§ SET EXERCISE:
Write out the data again in full, exactly as it reads.

[BEGIN RECORDS TO USE]

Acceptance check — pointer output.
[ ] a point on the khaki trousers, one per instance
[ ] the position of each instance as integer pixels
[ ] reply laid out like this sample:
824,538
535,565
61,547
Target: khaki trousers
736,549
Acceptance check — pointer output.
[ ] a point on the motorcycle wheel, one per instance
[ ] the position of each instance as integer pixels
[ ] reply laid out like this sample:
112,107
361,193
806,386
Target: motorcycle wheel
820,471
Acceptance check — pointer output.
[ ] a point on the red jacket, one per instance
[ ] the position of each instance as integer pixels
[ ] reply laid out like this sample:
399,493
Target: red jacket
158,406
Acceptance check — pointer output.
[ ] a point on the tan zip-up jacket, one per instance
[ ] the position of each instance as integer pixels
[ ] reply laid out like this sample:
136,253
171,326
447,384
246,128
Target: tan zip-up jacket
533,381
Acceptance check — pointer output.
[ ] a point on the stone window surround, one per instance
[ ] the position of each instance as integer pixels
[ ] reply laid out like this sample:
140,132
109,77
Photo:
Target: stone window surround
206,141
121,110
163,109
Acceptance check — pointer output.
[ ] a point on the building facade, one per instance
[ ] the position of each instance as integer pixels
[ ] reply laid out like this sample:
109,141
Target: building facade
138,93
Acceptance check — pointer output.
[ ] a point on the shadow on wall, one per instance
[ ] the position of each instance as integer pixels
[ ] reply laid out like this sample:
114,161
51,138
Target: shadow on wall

[END RECORDS TO USE]

§ ANSWER TO THIS PROBLEM:
Acceptance check — pointer output.
[ ] a point on the khaki trousers, one per instance
[ ] the position of each instance as integer pixels
[ ] reply laid out like this sample:
824,538
535,565
61,547
Target: khaki trousers
736,549
Acceptance check — pointer output.
[ ] a point on the motorcycle wheel, one per instance
[ ] the position of each instance as integer pixels
[ ] reply laid out like this sample:
112,107
361,193
806,386
Target: motorcycle wheel
820,471
Acceptance check — pointer output.
[ ] a point on the red jacket, one per instance
[ ] the position of each instance as integer pixels
[ ] reply laid out like this sample:
399,493
Target: red jacket
158,406
Acceptance check — pointer output.
[ ] a point on the tan zip-up jacket, one per instance
[ ] the position of each instance as integer pixels
[ ] reply laid out like this sample:
136,253
171,326
447,384
246,128
Target: tan zip-up jacket
533,381
Acceptance check — pointer output.
[ ] a point on the stone window surround, one per instance
[ ] the position of each instance as integer pixels
[ ] reply laid out like this sample:
140,132
109,77
Photo:
Target: stone window surround
206,141
121,110
163,109
Acceptance check — pointer output.
[ ] a point on the building facade, one per instance
[ ] the position of each instance as integer pixels
[ ] reply laid out like this sample:
109,141
Target: building facade
138,93
Acceptance check — pointer output.
[ ] a point on the shadow on wall, one per instance
[ ] the position of each instance as integer pixels
[ ] reply laid out like this sample:
114,161
51,138
Target: shadow on wall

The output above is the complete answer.